Texto:
━━━━━━━━━━━━━━━━━━━━━━━━━━━━━━
Publicada em 19/04/2024 às 14h13
Por Vinicius Valentin Raduan Miguel**
Porto Velho, RO – No Reino Unido, nos anos 1970 e 1980, ocorreu uma das mais controversas práticas médicas da história recente: crianças foram utilizadas como cobaias em ensaios clínicos envolvendo produtos sanguíneos infectados, provenientes em sua maioria dos EUA.
A estimativa é que cerca de 30 mil pessoas foram infectadas com hepatite C e/ou HIV. Destas, mais de 300 crianças, em sua maioria, pessoas hemofílicas.
Um terços dos contaminados por HIV eram crianças.
Recentemente, documentos obtidos pela BBC, agência de jornalismo britânica, revelaram o verdadeiro alcance dessas provações, que desafiaram as normas éticas, mas também custaram (e custam) vidas.
━━━━━━━━━━━━━━━━━━━━━━━━━━━━━━
Registros fornecidos:
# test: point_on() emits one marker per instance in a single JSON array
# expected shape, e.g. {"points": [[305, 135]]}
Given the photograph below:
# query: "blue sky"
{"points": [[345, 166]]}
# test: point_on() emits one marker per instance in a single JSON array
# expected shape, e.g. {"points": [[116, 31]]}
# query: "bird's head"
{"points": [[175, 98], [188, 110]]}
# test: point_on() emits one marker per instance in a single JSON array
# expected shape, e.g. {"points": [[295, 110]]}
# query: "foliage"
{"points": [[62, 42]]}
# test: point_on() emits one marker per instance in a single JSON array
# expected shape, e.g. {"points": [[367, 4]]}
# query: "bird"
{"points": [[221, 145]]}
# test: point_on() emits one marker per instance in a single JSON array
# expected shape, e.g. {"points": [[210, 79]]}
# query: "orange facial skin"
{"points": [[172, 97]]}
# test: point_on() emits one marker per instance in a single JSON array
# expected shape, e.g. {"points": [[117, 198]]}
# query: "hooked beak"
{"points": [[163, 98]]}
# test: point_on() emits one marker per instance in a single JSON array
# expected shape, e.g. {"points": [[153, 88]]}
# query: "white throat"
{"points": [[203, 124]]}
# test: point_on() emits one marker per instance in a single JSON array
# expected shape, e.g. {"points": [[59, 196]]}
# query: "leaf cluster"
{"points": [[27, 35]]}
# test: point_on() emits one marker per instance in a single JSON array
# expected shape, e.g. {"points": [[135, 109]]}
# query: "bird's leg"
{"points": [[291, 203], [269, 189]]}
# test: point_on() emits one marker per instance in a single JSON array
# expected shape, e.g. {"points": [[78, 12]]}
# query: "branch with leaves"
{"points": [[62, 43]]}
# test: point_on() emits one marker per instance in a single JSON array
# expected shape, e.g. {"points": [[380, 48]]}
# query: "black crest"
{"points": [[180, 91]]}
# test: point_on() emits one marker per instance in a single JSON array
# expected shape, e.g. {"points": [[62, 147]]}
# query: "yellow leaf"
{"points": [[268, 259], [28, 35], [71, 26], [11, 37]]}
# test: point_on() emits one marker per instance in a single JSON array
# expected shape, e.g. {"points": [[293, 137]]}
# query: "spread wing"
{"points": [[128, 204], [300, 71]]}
━━━━━━━━━━━━━━━━━━━━━━━━━━━━━━
Instruções:
A. Diga se cada afirmação a seguir está de acordo com o texto sobre os ensaios clínicos no Reino Unido, respondendo sim ou não e citando literalmente as palavras do texto que decidem a questão: (i) Os produtos sanguíneos infectados vinham, em sua maioria, dos EUA. (ii) Os documentos mencionados foram obtidos por uma agência de jornalismo francesa. (iii) As práticas descritas ocorreram nos anos 1990.
B. Transcreva, do texto sobre os ensaios clínicos no Reino Unido, tudo o que vai desde "A estimativa é" até "maioria, pessoas hemofílicas.".
C. Dê continuidade ao texto sobre os ensaios clínicos com crianças no Reino Unido a partir do ponto em que ele termina.

Respostas por tarefa:
A.
(i) Sim: "provenientes em sua maioria dos EUA".
(ii) Não: "documentos obtidos pela BBC, agência de jornalismo britânica".
(iii) Não: "nos anos 1970 e 1980".

B.
A estimativa é que cerca de 30 mil pessoas foram infectadas com hepatite C e/ou HIV. Destas, mais de 300 crianças, em sua maioria, pessoas hemofílicas.

C.
Os testes foram realizados majoritariamente em crianças com distúrbios de coagulação, muitas vezes sem o consentimento de seus responsáveis.
Centenas de crianças foram infectadas com hepatite C e HIV, em um período em que a escassez de produtos sanguíneos que levou à importação de plasma de doadores de alto risco dos Estados Unidos, incluindo pessoas em privação de liberdade e de dependentes químicos de drogas ilegais.
Luke O'Shea-Phillips, uma das vítimas sobreviventes desses experimentos, foi exposto ao vírus da hepatite C aos três anos, em uma tentativa de avaliar a eficácia de um tratamento térmico no Fator VIII, um produto sanguíneo então conhecido por sua contaminação.
A pesquisa, no entanto, concluiu que o tratamento proposto teve "pouco ou nenhum efeito" na redução do risco de transmissão de hepatite C.
Esta revelação foi feita tarde demais para muitos, como Gary Webster e outros alunos da escola Treloar, que se tornaram parte de estudos clínicos sem o conhecimento ou consentimento deles ou de seus genitores.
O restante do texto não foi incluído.